PROMPT: Print, exactly and completely, every entry in the data.

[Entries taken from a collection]
──────────
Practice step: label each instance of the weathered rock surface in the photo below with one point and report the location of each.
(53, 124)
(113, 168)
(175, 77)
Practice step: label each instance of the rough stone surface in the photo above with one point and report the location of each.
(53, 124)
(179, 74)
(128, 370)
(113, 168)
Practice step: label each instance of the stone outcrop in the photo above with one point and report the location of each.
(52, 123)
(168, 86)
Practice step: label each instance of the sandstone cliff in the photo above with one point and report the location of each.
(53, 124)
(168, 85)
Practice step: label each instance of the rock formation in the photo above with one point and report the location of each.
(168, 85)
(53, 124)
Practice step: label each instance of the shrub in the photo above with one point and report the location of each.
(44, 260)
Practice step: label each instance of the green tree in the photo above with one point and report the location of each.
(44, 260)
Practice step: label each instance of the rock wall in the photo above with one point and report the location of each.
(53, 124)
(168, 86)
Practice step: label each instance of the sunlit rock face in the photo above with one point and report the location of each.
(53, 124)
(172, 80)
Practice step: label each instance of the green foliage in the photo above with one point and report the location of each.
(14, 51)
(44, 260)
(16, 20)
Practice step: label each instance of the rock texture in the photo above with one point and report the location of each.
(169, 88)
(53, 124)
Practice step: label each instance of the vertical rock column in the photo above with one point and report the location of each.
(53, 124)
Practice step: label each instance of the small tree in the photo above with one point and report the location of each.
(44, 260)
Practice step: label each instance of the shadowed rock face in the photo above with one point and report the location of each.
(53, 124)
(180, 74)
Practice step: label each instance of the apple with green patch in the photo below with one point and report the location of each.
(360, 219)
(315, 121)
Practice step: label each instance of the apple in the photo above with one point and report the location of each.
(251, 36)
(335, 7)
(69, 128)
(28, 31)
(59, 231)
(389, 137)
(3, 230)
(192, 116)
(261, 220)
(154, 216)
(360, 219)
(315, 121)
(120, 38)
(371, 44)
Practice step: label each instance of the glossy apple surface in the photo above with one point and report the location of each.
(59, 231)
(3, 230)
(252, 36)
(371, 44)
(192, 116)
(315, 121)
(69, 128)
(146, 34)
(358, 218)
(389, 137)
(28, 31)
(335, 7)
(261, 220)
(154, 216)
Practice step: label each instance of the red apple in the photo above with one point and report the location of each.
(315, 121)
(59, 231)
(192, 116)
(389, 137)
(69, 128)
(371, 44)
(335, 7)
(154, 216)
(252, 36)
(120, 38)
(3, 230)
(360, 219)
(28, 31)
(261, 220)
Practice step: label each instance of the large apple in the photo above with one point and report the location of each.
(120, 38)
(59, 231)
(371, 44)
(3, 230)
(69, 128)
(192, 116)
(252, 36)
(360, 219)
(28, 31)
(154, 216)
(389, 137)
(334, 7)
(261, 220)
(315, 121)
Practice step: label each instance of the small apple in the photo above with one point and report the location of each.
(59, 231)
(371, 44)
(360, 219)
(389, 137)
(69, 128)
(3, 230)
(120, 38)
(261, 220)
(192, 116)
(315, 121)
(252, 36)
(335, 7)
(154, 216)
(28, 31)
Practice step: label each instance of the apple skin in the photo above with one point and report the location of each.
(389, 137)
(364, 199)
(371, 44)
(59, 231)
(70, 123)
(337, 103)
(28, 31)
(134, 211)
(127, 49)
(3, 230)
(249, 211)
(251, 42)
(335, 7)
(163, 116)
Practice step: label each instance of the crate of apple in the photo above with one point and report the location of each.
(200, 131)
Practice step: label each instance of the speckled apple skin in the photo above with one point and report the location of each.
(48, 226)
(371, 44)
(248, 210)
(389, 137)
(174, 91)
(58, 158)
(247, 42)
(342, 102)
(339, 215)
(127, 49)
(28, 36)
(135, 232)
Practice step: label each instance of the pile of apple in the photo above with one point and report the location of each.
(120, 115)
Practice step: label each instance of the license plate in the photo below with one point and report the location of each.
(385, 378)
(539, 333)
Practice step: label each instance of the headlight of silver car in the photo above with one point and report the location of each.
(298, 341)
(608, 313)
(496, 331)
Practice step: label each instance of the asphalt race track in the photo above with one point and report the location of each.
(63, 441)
──────────
TASK RESULT:
Practice step: label each instance of the weathered rock surface in the photo below with one point and report the location of each.
(53, 124)
(113, 168)
(175, 77)
Practice step: label each instance of the rough stone surface in the photo above with one point and report the location of each.
(53, 124)
(179, 74)
(128, 370)
(113, 168)
Practice step: label each instance of the stone outcrop in the photo above with one point and report the location of each.
(52, 123)
(168, 86)
Practice step: label each instance of the sandstone cliff in the photo above with one point and report the location of each.
(53, 124)
(168, 85)
Practice step: label each instance of the rock formation in the photo above with one point and report the location of each.
(168, 85)
(53, 124)
Practice step: label each instance of the shrub in the photo above with one point and report the location of each.
(44, 260)
Practice step: label each instance of the green tree in the photo above with one point and report the location of each.
(44, 260)
Practice step: label each instance of the rock wall in the photo above with one point and report the location of each.
(53, 124)
(168, 86)
Practice step: label each instance of the sunlit rock face in the photo above with one point and report the location of each.
(53, 124)
(172, 80)
Practice step: label each instance of the green foliage in the photo above with one point and report the location of each.
(14, 51)
(44, 260)
(16, 20)
Practice step: label each instance of the rock texture in the photo above with one point and report the location of each.
(169, 88)
(53, 124)
Practice step: label each instance of the vertical rock column in the photo above with one point and report the location of each.
(53, 124)
Practice step: label each instance of the small tree in the photo above with one point and report the location of each.
(44, 260)
Practice step: label each instance of the shadowed rock face in the photo above with one point and report the location of each.
(53, 124)
(180, 74)
Practice step: label each instance of the apple with green patch in the photo below with one point and report the location of each.
(360, 219)
(315, 121)
Practice step: label each instance of the apple in the photo above with one point and report the location of each.
(251, 36)
(335, 7)
(69, 128)
(28, 31)
(59, 231)
(389, 137)
(3, 230)
(192, 116)
(261, 220)
(154, 216)
(360, 219)
(315, 121)
(120, 38)
(371, 44)
Practice step: label each instance of the glossy apple surface in the photo above with one point and report the location of each.
(59, 231)
(3, 230)
(252, 36)
(371, 44)
(192, 116)
(315, 121)
(69, 128)
(146, 34)
(358, 218)
(389, 137)
(28, 31)
(335, 7)
(261, 220)
(154, 216)
Practice step: label each instance of the red apple in the photo above with one point and report the location of each.
(315, 121)
(59, 231)
(192, 116)
(389, 137)
(69, 128)
(371, 44)
(335, 7)
(154, 216)
(252, 36)
(120, 38)
(3, 230)
(360, 219)
(28, 31)
(261, 220)
Practice step: label each instance of the large apple in the photo above with one point and report the location of each.
(120, 38)
(59, 231)
(371, 44)
(3, 230)
(69, 128)
(192, 116)
(252, 36)
(360, 219)
(28, 31)
(154, 216)
(389, 137)
(334, 7)
(261, 220)
(315, 121)
Practice step: label each instance of the small apple in the photo above with one point and report the location of each.
(59, 231)
(371, 44)
(360, 219)
(389, 137)
(69, 128)
(3, 230)
(120, 38)
(261, 220)
(192, 116)
(315, 121)
(252, 36)
(335, 7)
(154, 216)
(28, 31)
Practice step: label each instance of the apple skin in the photo above with one point and report the location of each.
(389, 137)
(364, 199)
(371, 44)
(59, 231)
(70, 123)
(337, 103)
(28, 31)
(134, 211)
(127, 49)
(3, 230)
(249, 211)
(251, 42)
(335, 7)
(163, 116)
Practice step: label each instance of the crate of apple in the photo above with one point and report the location of each.
(200, 131)
Practice step: label each instance of the speckled apple skin in the photo above with one point and report the location of each.
(48, 226)
(371, 44)
(248, 210)
(389, 137)
(174, 91)
(58, 158)
(247, 42)
(342, 102)
(339, 215)
(127, 49)
(28, 36)
(135, 232)
Practice step: label each instance of the pile of apple in the photo above with one point and report the location of each.
(120, 115)
Practice step: label each instance of the license plate in the photo below with one point and report the location of each.
(385, 378)
(539, 333)
Practice step: label each instance of the headlight of silver car in the photo above with one point and report the location of each.
(298, 341)
(608, 313)
(496, 331)
Practice step: label each instance of the asphalt race track in the photo above with one point and report the location of each.
(63, 441)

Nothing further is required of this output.